**DIRECTIONS:**
Return the data. Every word must match.
START ENTRIES SHOWN
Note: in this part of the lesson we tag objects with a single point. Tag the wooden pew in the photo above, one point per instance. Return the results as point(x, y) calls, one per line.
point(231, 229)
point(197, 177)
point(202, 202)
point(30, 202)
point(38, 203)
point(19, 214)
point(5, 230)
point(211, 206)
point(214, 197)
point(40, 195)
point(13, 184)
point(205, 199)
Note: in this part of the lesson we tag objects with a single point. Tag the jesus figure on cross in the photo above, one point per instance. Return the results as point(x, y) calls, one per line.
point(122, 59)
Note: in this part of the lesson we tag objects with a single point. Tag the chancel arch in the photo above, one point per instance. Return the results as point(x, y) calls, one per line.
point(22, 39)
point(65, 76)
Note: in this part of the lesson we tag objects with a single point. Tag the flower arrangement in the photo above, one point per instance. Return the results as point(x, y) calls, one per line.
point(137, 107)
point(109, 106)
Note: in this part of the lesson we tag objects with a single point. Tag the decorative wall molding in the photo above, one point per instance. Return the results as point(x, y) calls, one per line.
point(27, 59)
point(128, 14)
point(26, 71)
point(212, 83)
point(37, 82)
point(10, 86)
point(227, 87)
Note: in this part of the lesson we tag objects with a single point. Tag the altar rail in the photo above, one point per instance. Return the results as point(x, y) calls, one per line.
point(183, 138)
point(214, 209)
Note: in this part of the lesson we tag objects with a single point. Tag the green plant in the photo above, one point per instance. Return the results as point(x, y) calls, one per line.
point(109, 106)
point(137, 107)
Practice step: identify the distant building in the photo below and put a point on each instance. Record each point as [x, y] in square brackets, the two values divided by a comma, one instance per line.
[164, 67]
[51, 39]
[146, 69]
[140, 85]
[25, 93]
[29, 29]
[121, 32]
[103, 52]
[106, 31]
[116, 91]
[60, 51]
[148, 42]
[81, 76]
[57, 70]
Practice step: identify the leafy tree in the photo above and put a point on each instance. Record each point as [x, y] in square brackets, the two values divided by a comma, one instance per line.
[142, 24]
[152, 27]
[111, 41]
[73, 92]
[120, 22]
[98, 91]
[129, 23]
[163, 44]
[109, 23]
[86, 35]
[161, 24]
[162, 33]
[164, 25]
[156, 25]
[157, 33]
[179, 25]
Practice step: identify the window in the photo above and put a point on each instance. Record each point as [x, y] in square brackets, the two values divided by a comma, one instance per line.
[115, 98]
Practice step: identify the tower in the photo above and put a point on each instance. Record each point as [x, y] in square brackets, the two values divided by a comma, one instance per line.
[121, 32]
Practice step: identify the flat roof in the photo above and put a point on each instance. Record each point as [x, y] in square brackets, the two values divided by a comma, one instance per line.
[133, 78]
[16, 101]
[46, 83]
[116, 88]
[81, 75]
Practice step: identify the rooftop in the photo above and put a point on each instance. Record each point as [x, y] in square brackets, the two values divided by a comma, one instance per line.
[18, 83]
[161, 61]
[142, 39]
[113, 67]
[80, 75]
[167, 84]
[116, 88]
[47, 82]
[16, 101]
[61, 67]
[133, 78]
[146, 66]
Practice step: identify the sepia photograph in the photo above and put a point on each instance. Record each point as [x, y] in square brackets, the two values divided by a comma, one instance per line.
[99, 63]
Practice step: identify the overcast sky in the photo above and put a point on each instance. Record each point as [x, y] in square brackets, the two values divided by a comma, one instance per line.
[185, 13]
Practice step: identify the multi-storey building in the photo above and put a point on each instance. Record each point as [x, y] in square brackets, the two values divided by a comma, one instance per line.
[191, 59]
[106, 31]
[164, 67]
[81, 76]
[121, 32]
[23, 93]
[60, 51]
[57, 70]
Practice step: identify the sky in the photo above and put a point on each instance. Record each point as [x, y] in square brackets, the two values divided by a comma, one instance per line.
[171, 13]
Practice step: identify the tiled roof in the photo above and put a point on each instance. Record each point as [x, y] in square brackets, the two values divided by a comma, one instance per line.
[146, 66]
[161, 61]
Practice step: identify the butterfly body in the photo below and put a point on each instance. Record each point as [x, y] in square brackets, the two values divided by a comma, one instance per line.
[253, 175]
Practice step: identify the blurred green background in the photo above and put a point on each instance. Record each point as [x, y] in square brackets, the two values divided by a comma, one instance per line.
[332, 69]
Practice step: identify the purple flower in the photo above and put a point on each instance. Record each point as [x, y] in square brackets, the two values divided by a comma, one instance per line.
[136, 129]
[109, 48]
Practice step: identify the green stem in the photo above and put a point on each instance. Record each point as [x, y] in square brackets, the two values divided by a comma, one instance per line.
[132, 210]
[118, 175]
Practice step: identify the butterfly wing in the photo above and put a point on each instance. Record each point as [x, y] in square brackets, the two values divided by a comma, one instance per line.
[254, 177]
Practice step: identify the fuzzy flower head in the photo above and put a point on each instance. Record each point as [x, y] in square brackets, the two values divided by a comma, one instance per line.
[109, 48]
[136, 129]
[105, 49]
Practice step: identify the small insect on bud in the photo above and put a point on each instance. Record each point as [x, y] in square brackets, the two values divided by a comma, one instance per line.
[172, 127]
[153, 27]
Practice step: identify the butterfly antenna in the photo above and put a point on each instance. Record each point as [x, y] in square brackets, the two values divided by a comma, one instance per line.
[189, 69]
END ENTRIES SHOWN
**RESPONSE TO THIS TASK:**
Note: in this part of the lesson we tag objects with a single point. Tag the wooden pew in the photo above, one point per instance. Return the results as point(x, y) calls, one per line.
point(231, 229)
point(197, 177)
point(202, 202)
point(30, 202)
point(38, 203)
point(19, 214)
point(5, 230)
point(211, 206)
point(214, 197)
point(40, 195)
point(13, 184)
point(205, 199)
Note: in this part of the lesson we tag objects with a single point. Tag the jesus figure on cross in the photo above, one point per instance. Return the results as point(x, y) calls, one per line.
point(122, 59)
Note: in this part of the lesson we tag objects with a single point. Tag the chancel arch in the photo above, one point per instance. Return the results as point(x, y) calls, one per line.
point(22, 39)
point(65, 76)
Note: in this part of the lesson we tag objects with a single point. Tag the flower arrangement in the photo above, one point per instance. Return the results as point(x, y) calls, one per line.
point(137, 107)
point(109, 106)
Note: in this part of the lesson we tag objects with a single point. Tag the decorative wall molding in the photo above, one point per instance. Return the results as point(x, y) calls, one per line.
point(27, 59)
point(128, 14)
point(26, 71)
point(212, 83)
point(37, 82)
point(10, 86)
point(227, 87)
Note: in this part of the lesson we tag objects with a single point. Tag the altar rail in the photo above, one point per instance. Return the results as point(x, y) calls, one per line.
point(183, 138)
point(214, 209)
Note: in this part of the lesson we tag objects with a single point. Tag the green plant in the photo above, one point per instance. Return the results as point(x, y) calls, one per line.
point(109, 106)
point(137, 107)
Practice step: identify the distant building in the photo below and put a point on each instance. Record each point as [x, y] in square brackets, the two values divided by a comma, one instance per line.
[164, 67]
[51, 39]
[146, 69]
[140, 85]
[25, 93]
[29, 29]
[121, 32]
[103, 52]
[106, 31]
[116, 91]
[60, 51]
[148, 42]
[81, 76]
[57, 70]
Practice step: identify the leafy tree in the photo above and put a point on each instance. Record each point as [x, y] in square brackets, the two values divided by a comma, one instance per line.
[142, 24]
[152, 27]
[111, 41]
[73, 92]
[120, 22]
[98, 91]
[129, 23]
[163, 44]
[109, 23]
[86, 35]
[161, 24]
[162, 33]
[164, 25]
[156, 25]
[157, 33]
[179, 25]
Practice step: identify the window in the photo above and put a point on each instance. Record each point as [x, y] in square brackets, the two values divided by a comma, one instance per line.
[115, 98]
Practice step: identify the tower in the photo above and put a point on each instance. Record each point as [x, y] in square brackets, the two values divided by a comma, one instance per line.
[121, 32]
Practice step: identify the flat roof in the photo above and put a point on each instance. Record each point as [x, y] in square brackets, the two values divided by a comma, one instance per line.
[133, 78]
[16, 101]
[46, 83]
[116, 88]
[81, 75]
Practice step: identify the rooftop in the photo above and put a point on each instance. Record each point as [x, y] in square brackets, the two values divided by a comma, one instance per line.
[18, 83]
[161, 61]
[142, 39]
[113, 67]
[80, 75]
[167, 84]
[116, 88]
[47, 82]
[16, 101]
[61, 67]
[133, 78]
[146, 66]
Practice step: identify the sepia photograph in the photo above and put a point on each instance. Record each point as [x, y] in square brackets, the two values divided by a comma, one instance per line.
[99, 63]
Practice step: identify the overcast sky in the photo above and put a point on each instance. Record each point as [x, y] in square brackets, the two values divided by a comma, one instance per line.
[185, 13]
Practice step: identify the multi-storey building in the photo above and put a point on each instance. Record each point as [x, y] in square brackets, the two values divided by a comma, one instance per line.
[191, 59]
[106, 31]
[164, 67]
[81, 76]
[121, 32]
[23, 93]
[60, 51]
[57, 70]
Practice step: identify the sky in the photo above and put a point on each instance. Record each point as [x, y] in square brackets, the two values divided by a comma, one instance per line.
[171, 13]
Practice step: identify the tiled roof in the photo above and put a point on each instance. Record each point as [x, y] in square brackets, the two values divided by a comma, one instance per line.
[146, 66]
[161, 61]
Practice step: identify the butterfly body in the photo below and put a point on each instance. Record each point as [x, y] in square brackets, the two values divided by a comma, one instance per line.
[253, 175]
Practice step: identify the blurred green background in the photo above and put a point on each instance. Record each point as [x, y] in square brackets, the two values divided by a comma, one instance per line.
[332, 69]
Practice step: identify the purple flower in the photo above and put a point on each instance. Record each point as [x, y] in square brackets, the two values divided by a comma, one instance per line.
[136, 129]
[109, 48]
Practice step: identify the green stem in the photo above and put a point on each instance. Record each point as [x, y] in square brackets, the two values divided by a comma, one instance per line.
[132, 210]
[118, 175]
Practice step: identify the butterfly wing in the photo above and put a point on each instance. Record each point as [x, y] in square brackets, the two values divided by a comma, one instance per line.
[254, 177]
Practice step: identify the fuzzy flower head in the photo above and put a point on each instance. Record each point as [x, y] in square brackets, the two values divided by a comma, one instance per line.
[109, 48]
[136, 129]
[105, 49]
Practice step: identify the small insect on bud in the photo above and put a point on each instance. Record each point as [x, y] in square brackets, the two values divided by a comma, one instance per line.
[172, 127]
[153, 27]
Practice step: identify the butterfly antenna in the photo above and put a point on each instance. Record each point as [x, y] in square brackets, the two values divided by a comma, one instance per line.
[189, 69]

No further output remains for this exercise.